*Jobs:*
a) Reproduce verbatim the passage of the IBM 1401 tutorial from "In working with punchcards, it" to "a variable-length-word machine.".
b) Identify each line of the rows that contains the string "raft", and copy those lines in full.

>> Begin Article

Programming, like many disciplines, is not an easy subject to summarize or quickly discuss. It requires structure, organization, and a clear understanding of how to address the machine being used. In order to process data in a computer, the computer needs a set of program instructions. A computer instruction is a command to the machine, expressed in a coded combination of numbers and letters, to carry out some simple operation.
This tutorial discusses some simple instructions that can be applied to the user's own programs that can demonstrate the inner workings of the IBM 1401 and help to provide an understanding of the internal storage schemes
of old-style computer systems such as the IBM 1401.
4.2___Common Terms Used for the IBM 1401
The "storage" of a computer (also called the memory) is the part of the machine where instructions must be placed before they can be executed and also where the data being processed by the instructions must be placed. By this definition, we refer to "internal storage." Instructions may only be executed from internal storage, and the data currently being processed must be put into internal storage before any processing can be done on it. When data in external storage (from simulated punchcards for this simulator) is to be processed, it must first be read into internal storage by the execution of instructions.
In working with punchcards, it is necessary to deal with groups of columns called "fields". In this simulation, each row of eighty characters represents a punchcard. Similarly, in working with the internal storage of a computer, we must work with groups of characters which are called “words”. A computer word may be defined as any collection of characters stored in memory that is treated as a unit. For example, if we store the number 3.212, the number 2, and the letter 'A' into memory, they can each represent words. An instruction is also considered to be a word. The IBM 1401 permits words of any length, from one character up to (in principle) the size of storage. For this reason, the IBM 1401 is considered to be a variable-length-word machine.
In any computer, it is necessary to be able to identify every location in storage where a word can be stored. For this purpose, an “address” is assigned to every character location in memory. The addresses start at zero and up to one less than the number of storage locations. Note carefully that addresses identify the word location, and not the word itself. For example, the address 593 in the 1401 refers to a place in which a character may be stored; it does not by itself tell what is stored there. A location that contains the character 'A' at one time may be used a moment later to store the digit 7. A careful distinction must be made between the address of a location and the word or character currently stored at the location identified by that address.

>> End Article
>> Begin Recorded data

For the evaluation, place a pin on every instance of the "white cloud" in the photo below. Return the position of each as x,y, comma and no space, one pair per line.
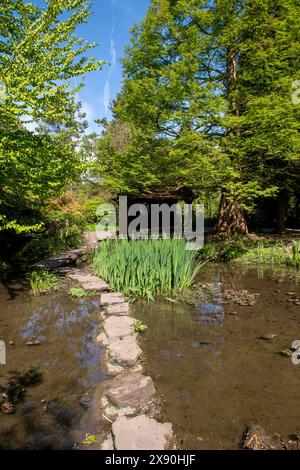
106,96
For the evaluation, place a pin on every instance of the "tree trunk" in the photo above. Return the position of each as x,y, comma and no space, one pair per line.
281,211
231,219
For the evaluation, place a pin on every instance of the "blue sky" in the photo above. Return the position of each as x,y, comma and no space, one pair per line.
109,26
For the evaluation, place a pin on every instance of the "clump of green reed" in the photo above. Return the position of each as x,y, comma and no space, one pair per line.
147,267
42,282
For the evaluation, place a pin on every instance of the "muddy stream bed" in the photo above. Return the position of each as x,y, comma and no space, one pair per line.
218,367
67,357
215,373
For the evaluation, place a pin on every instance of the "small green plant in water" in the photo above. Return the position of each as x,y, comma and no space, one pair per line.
42,282
89,439
139,327
78,292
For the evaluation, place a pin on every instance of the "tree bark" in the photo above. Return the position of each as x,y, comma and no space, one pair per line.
231,220
231,217
281,211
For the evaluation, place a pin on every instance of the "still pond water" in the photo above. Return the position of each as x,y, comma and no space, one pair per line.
215,374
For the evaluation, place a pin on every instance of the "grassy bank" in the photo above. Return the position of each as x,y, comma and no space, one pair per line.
274,252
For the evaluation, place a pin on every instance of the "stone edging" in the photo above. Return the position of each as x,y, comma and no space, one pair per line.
130,401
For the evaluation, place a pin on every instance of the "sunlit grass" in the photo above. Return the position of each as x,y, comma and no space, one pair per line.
275,255
147,268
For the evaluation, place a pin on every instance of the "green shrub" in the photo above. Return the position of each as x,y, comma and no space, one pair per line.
146,267
5,271
42,282
78,292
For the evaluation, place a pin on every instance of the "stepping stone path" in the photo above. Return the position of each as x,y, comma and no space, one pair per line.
111,299
118,309
141,433
116,327
124,352
130,396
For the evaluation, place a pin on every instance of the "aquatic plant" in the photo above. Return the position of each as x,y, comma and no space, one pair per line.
296,254
5,271
276,255
42,282
78,292
147,268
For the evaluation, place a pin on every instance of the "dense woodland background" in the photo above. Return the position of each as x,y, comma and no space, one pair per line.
209,107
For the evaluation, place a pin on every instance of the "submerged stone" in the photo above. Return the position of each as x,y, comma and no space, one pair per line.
115,298
212,309
116,327
141,433
131,390
124,351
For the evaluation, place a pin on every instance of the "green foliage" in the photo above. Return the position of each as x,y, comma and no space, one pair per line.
146,267
207,102
40,55
42,282
277,255
139,327
78,292
296,254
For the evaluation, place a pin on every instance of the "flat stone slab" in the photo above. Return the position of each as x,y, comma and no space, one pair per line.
118,309
116,327
133,390
124,351
141,433
114,298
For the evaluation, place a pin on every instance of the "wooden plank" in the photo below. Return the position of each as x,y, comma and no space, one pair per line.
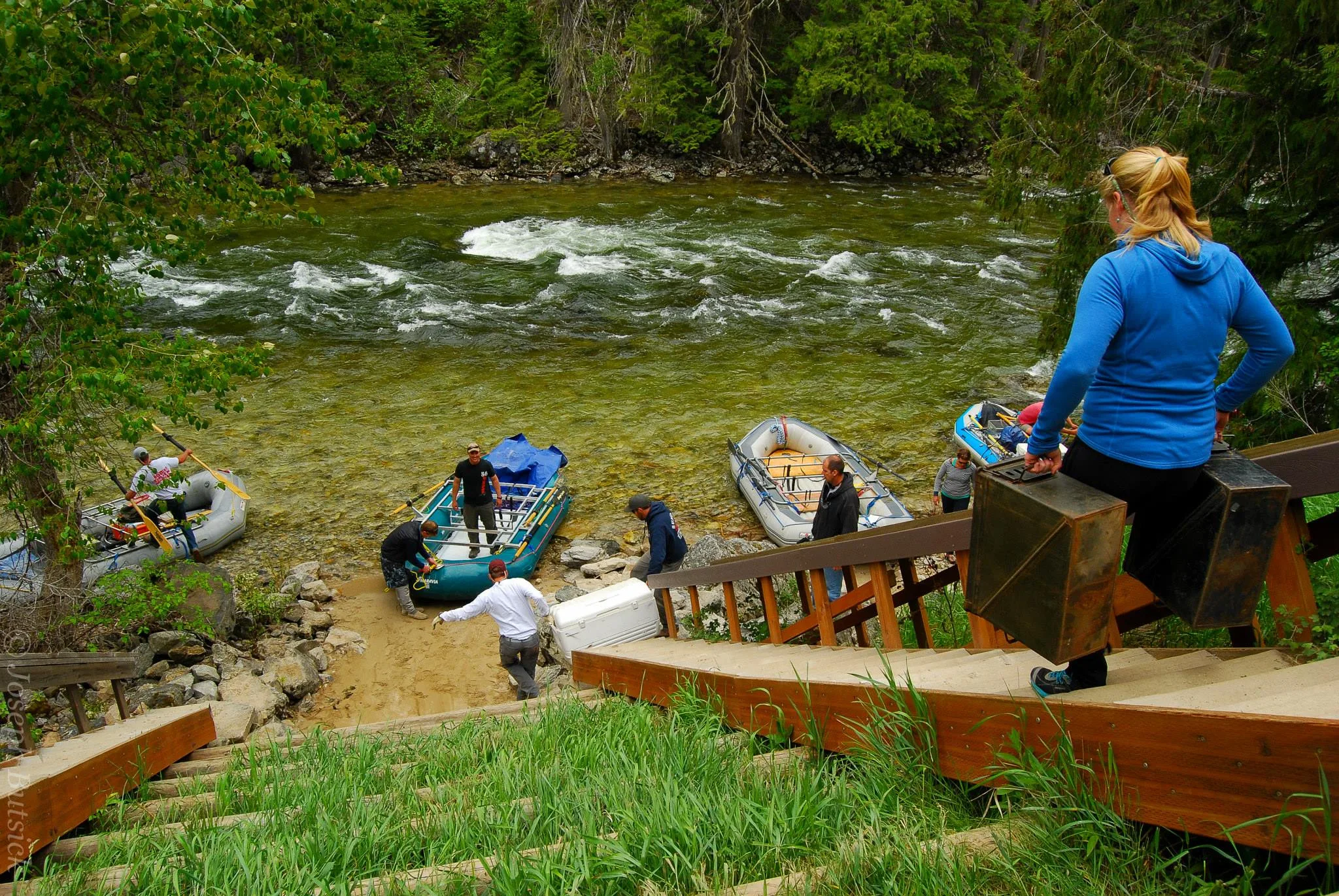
50,793
1202,772
1287,575
822,608
769,608
884,606
728,589
37,671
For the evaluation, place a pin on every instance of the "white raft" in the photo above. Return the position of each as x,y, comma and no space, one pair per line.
778,469
216,513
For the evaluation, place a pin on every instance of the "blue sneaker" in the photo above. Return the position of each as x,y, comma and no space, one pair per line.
1049,682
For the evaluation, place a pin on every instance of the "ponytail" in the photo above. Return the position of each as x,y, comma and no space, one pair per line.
1156,189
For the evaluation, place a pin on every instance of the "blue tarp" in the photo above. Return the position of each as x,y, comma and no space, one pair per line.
516,459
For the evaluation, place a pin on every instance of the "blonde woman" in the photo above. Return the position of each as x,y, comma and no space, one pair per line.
1142,356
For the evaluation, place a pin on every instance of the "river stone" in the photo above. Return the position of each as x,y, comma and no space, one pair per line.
603,567
318,619
232,722
345,639
186,654
205,690
144,657
205,672
255,693
162,642
214,599
296,674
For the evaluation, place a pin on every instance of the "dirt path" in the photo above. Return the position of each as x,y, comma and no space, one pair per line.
409,669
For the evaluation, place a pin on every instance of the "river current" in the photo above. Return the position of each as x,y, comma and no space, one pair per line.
636,326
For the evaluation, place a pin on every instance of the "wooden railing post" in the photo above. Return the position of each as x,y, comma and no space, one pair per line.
769,608
826,634
1287,575
667,602
884,605
732,611
921,616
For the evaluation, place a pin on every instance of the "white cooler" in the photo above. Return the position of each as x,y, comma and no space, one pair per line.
615,615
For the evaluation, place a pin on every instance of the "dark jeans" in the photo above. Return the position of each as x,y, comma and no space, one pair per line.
520,658
955,504
1149,496
476,513
177,508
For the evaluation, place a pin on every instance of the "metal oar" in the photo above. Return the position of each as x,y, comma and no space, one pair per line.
421,495
182,448
153,528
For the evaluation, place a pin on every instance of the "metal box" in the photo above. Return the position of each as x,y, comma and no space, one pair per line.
1207,559
1046,551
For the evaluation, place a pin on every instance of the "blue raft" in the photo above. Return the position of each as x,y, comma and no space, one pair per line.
535,503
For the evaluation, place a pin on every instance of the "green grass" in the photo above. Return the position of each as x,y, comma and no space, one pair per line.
690,815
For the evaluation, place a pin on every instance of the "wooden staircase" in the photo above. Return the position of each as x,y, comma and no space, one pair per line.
1224,742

>> End Recorded data

*Responses in order:*
a)
In working with punchcards, it is necessary to deal with groups of columns called "fields". In this simulation, each row of eighty characters represents a punchcard. Similarly, in working with the internal storage of a computer, we must work with groups of characters which are called “words”. A computer word may be defined as any collection of characters stored in memory that is treated as a unit. For example, if we store the number 3.212, the number 2, and the letter 'A' into memory, they can each represent words. An instruction is also considered to be a word. The IBM 1401 permits words of any length, from one character up to (in principle) the size of storage. For this reason, the IBM 1401 is considered to be a variable-length-word machine.

b)
For the evaluation, place a pin on every instance of the "white raft" in the photo above. Return the position of each as x,y, comma and no space, one pair per line.
For the evaluation, place a pin on every instance of the "blue raft" in the photo above. Return the position of each as x,y, comma and no space, one pair per line.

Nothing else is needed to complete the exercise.